Copy the India VIX text starting with "It was the Chicago" and going on through "few years ago.", but change "kicked off" to "launched".

# start of Text shown

# What is India VIX

It was the Chicago Board Options Exchange which originally came up with the term VIX in 1993 and the NSE, with the CBOE’s permission, kicked off the India VIX a few years ago.

What is India VIX

India VIX (https://www.nseindia.com/live_market/dynaContent/live_watch/vix_home_page.htm) is a volatility index , also called the Fear Gauge, based on the index option prices of Nifty.

The VIX calculation is based on the Black Scholes Model which is used to price options contracts. The Black Scholes model uses five key variables to arrive at the ‘fair price’ of an options contract: the strike price of the contract, the market price of the stock, the time to expiry, the risk-free rate and volatility. The VIX arrives at the volatility expected by the traders in the market by back-working from buy-sell prices of Nifty options contracts.

India Vix uses the best bid and ask quotes of the out of the money, present and near month Nifty option contracts. VIX is designed to indicate investors’ perception of the expected annualised market volatility over the next 30 calendar days. Higher the India VIX, higher the expected volatility and vice-versa.

For example, if India VIX is 14.60, it implies an expected annual change of 14.60% in the Nifty over the next 30 days. That is, you expect the value of Nifty to be in a range between +14.6% and -14.6% from the present price of Nifty for the next 1 year for the next 30 days. So if Nifty is presently at 10,000 the expected range of Nifty for 1 year is between 8540 and 11460.

# end of Text shown
# start of Given entries

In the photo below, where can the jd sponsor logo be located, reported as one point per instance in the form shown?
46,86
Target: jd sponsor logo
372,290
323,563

# end of Given entries
# start of Given entries

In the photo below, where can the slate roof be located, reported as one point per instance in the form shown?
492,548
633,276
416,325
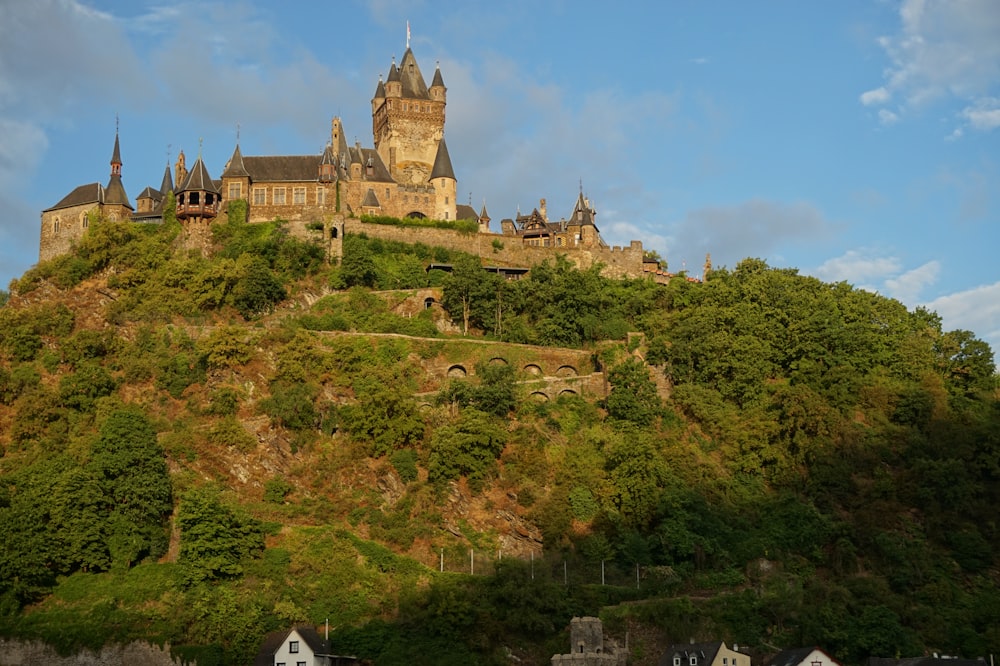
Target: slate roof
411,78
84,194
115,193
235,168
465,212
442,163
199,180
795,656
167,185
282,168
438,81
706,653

# end of Given entries

- _Written response_:
It was the Chicago Board Options Exchange which originally came up with the term VIX in 1993 and the NSE, with the CBOE’s permission, launched the India VIX a few years ago.